### TÂCHE DEMANDÉE
Prolongez le texte consacré au peintre Vilhelm Hammershøi en reprenant juste après sa dernière phrase.

### PASSAGE DU TEXTE
------------
Vilhelm Hammershøi (Copenhague, 1864 - 1916) est l’une des figures les plus fascinantes de la peinture européenne au tournant des XIXe et XXe siècles. Né à Copenhague, il fut l’un des plus grands artistes danois de son temps et a expérimenté une grande variété de genres, se consacrant aux portraits, aux paysages et, surtout, aux intérieurs domestiques qui l’ont rendu célèbre. En 2025, pour la première fois après plus de cent ans qu’une sélection de ses œuvres n’avait pas été vue en Italie, le Palazzo Roverella de Rovigo a donné au public italien l’occasion de voir une exposition qui lui est consacrée, Hammershøi e i pittori del silenzio tra il Nord Europa e l’Italia (Hammershøi et les peintres du silence entre le Nord de l’Europe et l’Italie), sous la direction de Paolo Bolpagni (du 22 juin au 29 juin 2025, voici le compte-rendu d’Ilaria Baratta).
------------
[Entrées d'un jeu de données de pointage]
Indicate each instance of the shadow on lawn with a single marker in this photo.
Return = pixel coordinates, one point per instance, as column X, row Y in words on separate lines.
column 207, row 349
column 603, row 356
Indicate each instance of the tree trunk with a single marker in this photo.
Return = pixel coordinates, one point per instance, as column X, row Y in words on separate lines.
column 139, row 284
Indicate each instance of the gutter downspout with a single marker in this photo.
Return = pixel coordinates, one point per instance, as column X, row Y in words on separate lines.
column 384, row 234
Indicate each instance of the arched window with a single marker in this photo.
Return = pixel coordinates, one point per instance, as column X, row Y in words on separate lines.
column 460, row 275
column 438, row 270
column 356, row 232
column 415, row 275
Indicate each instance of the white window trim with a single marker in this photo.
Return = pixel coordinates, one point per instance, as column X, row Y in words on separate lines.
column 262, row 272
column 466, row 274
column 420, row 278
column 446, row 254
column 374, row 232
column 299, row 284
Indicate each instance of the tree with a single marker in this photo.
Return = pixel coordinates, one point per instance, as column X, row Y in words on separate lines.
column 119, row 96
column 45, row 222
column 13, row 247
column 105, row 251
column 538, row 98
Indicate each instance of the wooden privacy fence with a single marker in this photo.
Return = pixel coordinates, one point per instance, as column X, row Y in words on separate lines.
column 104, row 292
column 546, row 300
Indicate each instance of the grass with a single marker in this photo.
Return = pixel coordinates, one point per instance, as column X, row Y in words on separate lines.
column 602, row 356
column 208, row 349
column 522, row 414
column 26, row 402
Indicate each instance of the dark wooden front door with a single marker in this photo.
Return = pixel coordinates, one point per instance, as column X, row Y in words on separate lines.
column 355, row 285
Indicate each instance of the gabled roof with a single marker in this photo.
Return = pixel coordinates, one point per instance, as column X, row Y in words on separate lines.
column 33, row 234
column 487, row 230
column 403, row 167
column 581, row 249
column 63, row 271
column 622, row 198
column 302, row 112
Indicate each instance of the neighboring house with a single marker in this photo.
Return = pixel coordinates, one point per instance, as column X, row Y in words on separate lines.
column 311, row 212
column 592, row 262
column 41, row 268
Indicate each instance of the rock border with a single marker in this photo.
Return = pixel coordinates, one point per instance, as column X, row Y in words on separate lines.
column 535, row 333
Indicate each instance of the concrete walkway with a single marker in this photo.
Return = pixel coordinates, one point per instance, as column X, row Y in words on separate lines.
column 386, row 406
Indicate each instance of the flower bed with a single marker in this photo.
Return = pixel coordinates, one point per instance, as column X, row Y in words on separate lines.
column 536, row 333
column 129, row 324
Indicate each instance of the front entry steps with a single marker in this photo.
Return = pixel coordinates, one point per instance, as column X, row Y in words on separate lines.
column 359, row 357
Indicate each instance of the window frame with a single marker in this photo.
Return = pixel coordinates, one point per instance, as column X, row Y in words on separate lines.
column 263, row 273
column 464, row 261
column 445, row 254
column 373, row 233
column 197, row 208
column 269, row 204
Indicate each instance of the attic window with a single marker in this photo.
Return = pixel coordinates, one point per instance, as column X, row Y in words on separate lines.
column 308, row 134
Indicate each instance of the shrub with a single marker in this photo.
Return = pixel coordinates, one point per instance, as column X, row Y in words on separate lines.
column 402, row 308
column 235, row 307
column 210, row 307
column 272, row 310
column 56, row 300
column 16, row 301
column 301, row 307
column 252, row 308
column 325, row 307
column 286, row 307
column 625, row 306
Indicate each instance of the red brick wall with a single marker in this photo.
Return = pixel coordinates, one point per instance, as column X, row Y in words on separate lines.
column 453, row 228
------------
### RÉPONSE À L'EXERCICE
Les œuvres de Hammershøi se caractérisent par une palette de couleurs limitée, composée principalement de gris, de blancs et de tons terreux, et par une composition minimaliste qui transmet un sentiment d’immobilité et d’introspection. Souvent, ses peintures représentent des environnements dénudés et faiblement éclairés, avec des personnages féminins de dos, plongés dans des activités quotidiennes ou simplement en train de contempler. Ce choix stylistique confère à ses œuvres une atmosphère suspendue, presque onirique, invitant le spectateur à une réflexion silencieuse. Hammershøi a été influencé par les maîtres hollandais du XVIIe siècle, tels que Vermeer et de Hooch, ainsi que par des artistes contemporains. Cependant, il a développé un langage visuel unique, caractérisé par une représentation de la réalité filtrée à travers une lentille d’austérité et de mystère. Ses œuvres ne racontent pas d’histoires explicites, mais suggèrent des émotions et des humeurs par la composition, la lumière et l’absence d’éléments narratifs traditionnels.
Ses peintures se prêtent à une observation lente et concentrée. Pour comprendre son art, il est nécessaire de retracer ses thèmes, ses méthodes et sa biographie. Voici dix points clés pour s’orienter dans le monde poétique et suspendu de Vilhelm Hammershøi.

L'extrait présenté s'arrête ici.